Extracted records
━━━━━━━━━━━━━━━━━━━━━━━━━━━━━━

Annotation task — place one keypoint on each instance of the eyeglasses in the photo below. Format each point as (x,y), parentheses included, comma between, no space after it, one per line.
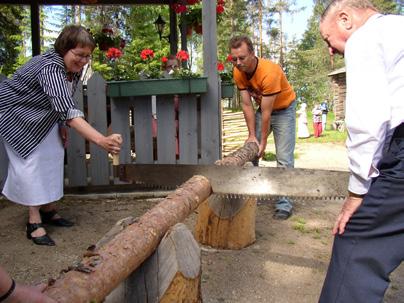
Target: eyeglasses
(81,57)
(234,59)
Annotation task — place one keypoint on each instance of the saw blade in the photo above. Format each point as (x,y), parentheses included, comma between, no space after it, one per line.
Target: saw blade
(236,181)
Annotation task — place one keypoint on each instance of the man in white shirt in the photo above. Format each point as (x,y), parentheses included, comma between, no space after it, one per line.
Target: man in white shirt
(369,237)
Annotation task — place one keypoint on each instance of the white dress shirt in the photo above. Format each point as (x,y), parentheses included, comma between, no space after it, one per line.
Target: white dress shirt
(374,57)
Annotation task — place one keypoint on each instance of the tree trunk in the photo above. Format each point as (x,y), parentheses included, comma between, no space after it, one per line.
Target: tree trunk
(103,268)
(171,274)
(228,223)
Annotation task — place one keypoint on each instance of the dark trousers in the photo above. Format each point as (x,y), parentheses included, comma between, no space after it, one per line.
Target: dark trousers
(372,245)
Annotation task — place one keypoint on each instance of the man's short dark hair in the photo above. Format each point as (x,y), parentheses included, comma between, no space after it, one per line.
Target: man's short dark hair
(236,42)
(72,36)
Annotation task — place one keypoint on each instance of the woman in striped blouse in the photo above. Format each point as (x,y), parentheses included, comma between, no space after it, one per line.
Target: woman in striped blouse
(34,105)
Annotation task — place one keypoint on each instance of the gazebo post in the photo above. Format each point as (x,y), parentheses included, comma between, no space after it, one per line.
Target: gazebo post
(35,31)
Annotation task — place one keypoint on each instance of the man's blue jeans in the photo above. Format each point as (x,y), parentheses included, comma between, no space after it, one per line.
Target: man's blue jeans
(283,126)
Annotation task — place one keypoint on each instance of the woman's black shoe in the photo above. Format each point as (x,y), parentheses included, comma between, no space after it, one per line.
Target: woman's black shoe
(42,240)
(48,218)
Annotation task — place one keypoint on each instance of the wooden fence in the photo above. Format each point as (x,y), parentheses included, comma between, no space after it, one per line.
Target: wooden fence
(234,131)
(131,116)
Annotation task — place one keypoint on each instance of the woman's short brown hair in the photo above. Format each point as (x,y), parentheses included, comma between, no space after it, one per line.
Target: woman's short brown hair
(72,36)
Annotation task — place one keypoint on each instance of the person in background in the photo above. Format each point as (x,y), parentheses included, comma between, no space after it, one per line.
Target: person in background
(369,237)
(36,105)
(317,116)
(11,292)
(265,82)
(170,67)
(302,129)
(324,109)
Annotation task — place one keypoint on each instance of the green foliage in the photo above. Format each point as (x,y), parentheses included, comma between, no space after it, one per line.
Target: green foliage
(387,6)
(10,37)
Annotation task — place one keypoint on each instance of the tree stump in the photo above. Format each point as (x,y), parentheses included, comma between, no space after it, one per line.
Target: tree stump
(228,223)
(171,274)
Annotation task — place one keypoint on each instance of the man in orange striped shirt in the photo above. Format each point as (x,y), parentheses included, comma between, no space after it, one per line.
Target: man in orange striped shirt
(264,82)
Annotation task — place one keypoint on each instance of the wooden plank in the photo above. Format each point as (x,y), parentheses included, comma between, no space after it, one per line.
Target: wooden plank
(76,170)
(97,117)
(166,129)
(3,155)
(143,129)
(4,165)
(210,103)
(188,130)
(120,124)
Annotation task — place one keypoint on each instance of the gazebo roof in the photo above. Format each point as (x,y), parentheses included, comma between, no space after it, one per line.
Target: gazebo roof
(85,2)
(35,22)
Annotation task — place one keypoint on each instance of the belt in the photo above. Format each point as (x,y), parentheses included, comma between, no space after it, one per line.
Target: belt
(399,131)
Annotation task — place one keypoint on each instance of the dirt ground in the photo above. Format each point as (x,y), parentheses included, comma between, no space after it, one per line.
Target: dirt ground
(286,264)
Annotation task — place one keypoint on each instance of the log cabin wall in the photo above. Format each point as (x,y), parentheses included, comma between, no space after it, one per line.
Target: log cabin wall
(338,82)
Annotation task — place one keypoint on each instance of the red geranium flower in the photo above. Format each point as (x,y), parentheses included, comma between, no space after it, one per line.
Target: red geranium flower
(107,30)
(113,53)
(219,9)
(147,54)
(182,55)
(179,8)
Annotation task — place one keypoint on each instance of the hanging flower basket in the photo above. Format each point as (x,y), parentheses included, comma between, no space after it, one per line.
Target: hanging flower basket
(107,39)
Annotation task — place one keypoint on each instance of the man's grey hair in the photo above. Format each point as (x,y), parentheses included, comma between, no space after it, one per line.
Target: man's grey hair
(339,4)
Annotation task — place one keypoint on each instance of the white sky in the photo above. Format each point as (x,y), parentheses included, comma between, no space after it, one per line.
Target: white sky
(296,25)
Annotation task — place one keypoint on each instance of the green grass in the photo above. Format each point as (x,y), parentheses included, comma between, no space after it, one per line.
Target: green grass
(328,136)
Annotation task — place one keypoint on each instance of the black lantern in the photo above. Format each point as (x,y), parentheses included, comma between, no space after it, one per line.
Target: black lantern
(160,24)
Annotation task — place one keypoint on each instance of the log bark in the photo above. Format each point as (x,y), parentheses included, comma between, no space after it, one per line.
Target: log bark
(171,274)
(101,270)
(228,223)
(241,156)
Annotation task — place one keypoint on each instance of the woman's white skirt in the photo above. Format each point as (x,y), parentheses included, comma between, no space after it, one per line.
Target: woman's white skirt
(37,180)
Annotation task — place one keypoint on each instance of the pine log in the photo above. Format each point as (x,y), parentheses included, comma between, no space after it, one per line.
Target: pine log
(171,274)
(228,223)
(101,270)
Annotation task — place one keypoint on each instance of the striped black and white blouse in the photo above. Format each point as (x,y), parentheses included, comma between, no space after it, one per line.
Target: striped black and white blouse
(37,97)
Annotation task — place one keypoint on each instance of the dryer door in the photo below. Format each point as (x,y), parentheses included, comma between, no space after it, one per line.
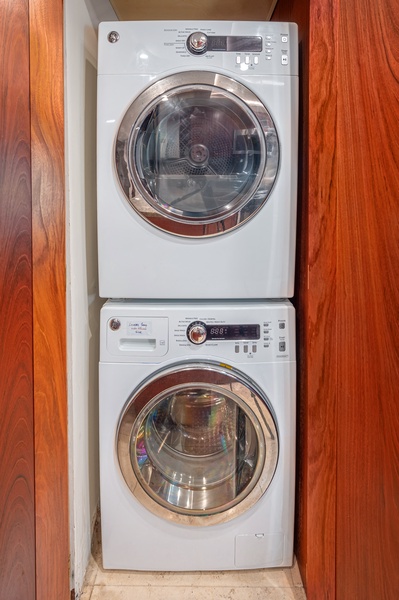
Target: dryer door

━━━━━━━━━━━━━━━━━━━━━━━━━━━━━━

Render every one of the lines above as a numbered list, omitting blank lines. Leave the pictures out of your answer.

1. Annotation task — place one keypoint on each instance of the eyeglasses in the photo below. Format each point as (x,y), parentheses included, comma between, no space after it, one per line.
2. Target: eyeglasses
3. (81,57)
4. (234,59)
5. Annotation task — place one keypoint on each instance of the saw blade in the photo above. Format each point as (x,y), parentheses included, comma between, no space after it, one per line.
6. Target: saw blade
7. (236,181)
8. Annotation task — place one keypoint on each instance of the man in white shirt in the photo above. Format each point as (x,y), parentheses included, comma between, no space after it, one per line.
9. Target: man in white shirt
10. (369,237)
11. Annotation task — place one keypoint on each instance of the white dress shirt in the photo above. Format each point as (x,y), parentheses included, comma between, no space after it, one per line.
12. Target: white dress shirt
13. (374,57)
14. Annotation task — place one keypoint on each instance of the tree trunk in the photo above. Format each point as (x,y), parentheses included, comma between, no space after it, one per line.
15. Target: tree trunk
16. (103,268)
17. (171,274)
18. (228,223)
19. Annotation task — place one keypoint on each instance of the dark trousers in the photo above. Format each point as (x,y), parentheses included, comma between, no space after it, one per line.
20. Target: dark trousers
21. (372,245)
22. Annotation task — place one keypoint on each instance of the man's short dark hair in the photo above. Format each point as (x,y), parentheses included, comma between, no space after it, one per line.
23. Target: man's short dark hair
24. (236,42)
25. (72,36)
26. Annotation task — place one keypoint on each instance of the woman in striped blouse in the photo above. Format each point as (x,y), parentheses included, comma between, no space after it, one per line.
27. Target: woman in striped blouse
28. (34,105)
29. Annotation task — place one keypoint on each instance of the gazebo post in the photo above. Format each point as (x,y), parentheses included, comma between, no space after it, one per line.
30. Target: gazebo post
31. (35,31)
32. Annotation task — place one keypoint on each instance of the man's blue jeans in the photo above. Format each point as (x,y), parentheses included, comma between, no space after it, one per line.
33. Target: man's blue jeans
34. (283,126)
35. Annotation task — place one keypoint on each instance of the woman's black shoe in the photo above. Format each point as (x,y), parentheses included, comma between, no space after it, one per line.
36. Target: woman's black shoe
37. (42,240)
38. (48,218)
39. Annotation task — place one keypoint on each instance of the wooden fence in the photo above. Format each point as (x,y), parentheses included, comma between, no space after it, one per line.
40. Target: wooden fence
41. (234,131)
42. (131,116)
43. Annotation task — place one keypoint on each instance of the woman's short brown hair in the photo above. Format each point as (x,y), parentheses included, comma between, no space after it, one per line.
44. Target: woman's short brown hair
45. (72,36)
46. Annotation task — place one keypoint on each instance of the person in background in the photo above. Format each point as (x,y), parentheses included, comma between, no space after it, one per line.
47. Target: person in background
48. (369,237)
49. (36,105)
50. (317,116)
51. (11,292)
52. (265,82)
53. (170,67)
54. (302,129)
55. (324,109)
56. Annotation task — place one keypoint on each instance of the green foliage in the photo above. Format each point as (x,y), parentheses included, comma between, no space after it, one per line.
57. Target: green foliage
58. (387,6)
59. (10,37)
60. Annotation task — place one keypoint on each instance of the tree stump in the photo above. Format each point as (x,y), parentheses included, comma between, no space after it, one per line.
61. Target: tree stump
62. (228,223)
63. (171,274)
64. Annotation task — place one keypoint on each instance of the man in orange striped shirt in the photo above. Format each point as (x,y), parentheses included, comma between, no space after it, one per line.
65. Target: man in orange striped shirt
66. (264,82)
67. Annotation task — place one keypoint on each instance of the wooden plank in the photo above. Format each point as (x,y), parentheses included, comma between, no space after it, one per line.
68. Target: wooden plank
69. (76,170)
70. (97,117)
71. (166,129)
72. (3,155)
73. (143,129)
74. (4,165)
75. (210,103)
76. (188,130)
77. (120,124)
78. Annotation task — place one keypoint on each instance of the gazebo roof in the photo above. Format each point as (x,y), parentheses included, comma between, no space after it, one per line.
79. Target: gazebo roof
80. (85,2)
81. (35,22)
82. Annotation task — place one keypoint on each instance of the belt in the photo above. Format each point as (x,y), parentheses included, comma between, no space after it, one per line.
83. Target: belt
84. (399,131)
85. Annotation task — place one keypoint on each instance of the dirt ground in the photo above. Format each point as (x,y), parentheses included, comma between, no space after it, one per line.
86. Target: dirt ground
87. (286,264)
88. Annotation task — place one keypoint on each instance of the log cabin wall in the photo above. Format each point as (x,y), parentheses included, comma between, no space after it, one per line.
89. Target: log cabin wall
90. (338,82)
91. Annotation task — place one keypoint on each instance of the red geranium flower in the photo above. Format each point as (x,y), parentheses included, comma between, no space after it, one per line.
92. Target: red geranium flower
93. (107,30)
94. (113,53)
95. (219,9)
96. (147,54)
97. (182,55)
98. (179,8)
99. Annotation task — place one keypoint on each instance of the hanging flower basket in the photo above. Format each point as (x,y), parentheses included, comma between, no space after it, one per line.
100. Target: hanging flower basket
101. (107,39)
102. Annotation task — place one keypoint on each instance of the man's grey hair in the photo above. Format each point as (x,y), parentheses included, comma between, no space after it, one per line.
103. Target: man's grey hair
104. (339,4)
105. Annotation task — place one keypoint on each instance of the white sky in the photo above. Format each point as (x,y), parentheses included, comma between, no space after it, one per line.
106. Target: white sky
107. (296,25)
108. Annotation task — place one keypoint on each instance of the green grass in the photo above. Format each point as (x,y), parentheses included, comma between, no space after it, one per line.
109. Target: green grass
110. (328,136)
111. Annotation task — place one keypoint on each instance of the black lantern in the photo above. Format each point as (x,y), parentheses included, comma between, no space after it, one per line.
112. Target: black lantern
113. (160,24)
114. Annotation task — place one keypoint on each instance of the log bark in the photo above. Format each point as (x,y), parentheses included, comma between, no space after it, one per line.
115. Target: log bark
116. (171,274)
117. (101,270)
118. (228,223)
119. (241,156)
120. Annotation task — place one keypoint on each instance of the woman's white skirt in the photo above. Format each point as (x,y), parentheses included, comma between, no space after it, one per line.
121. Target: woman's white skirt
122. (37,180)
123. Annotation task — place one keypoint on each instance of the pine log in the photo above. Format each point as (x,y), parentheses included, comma between, no space after it, one per line.
124. Target: pine log
125. (171,274)
126. (228,223)
127. (101,270)
128. Annotation task — place one keypoint on each instance of the striped black and white blouse in the photo above. Format each point as (x,y), parentheses included, comma between, no space after it, one per line.
129. Target: striped black and white blouse
130. (37,97)
131. Annotation task — place one keypoint on each instance of the dryer door in the photo below. Format each point as (x,y), parentheses included, comma between, no space after it, one per line.
132. Target: dryer door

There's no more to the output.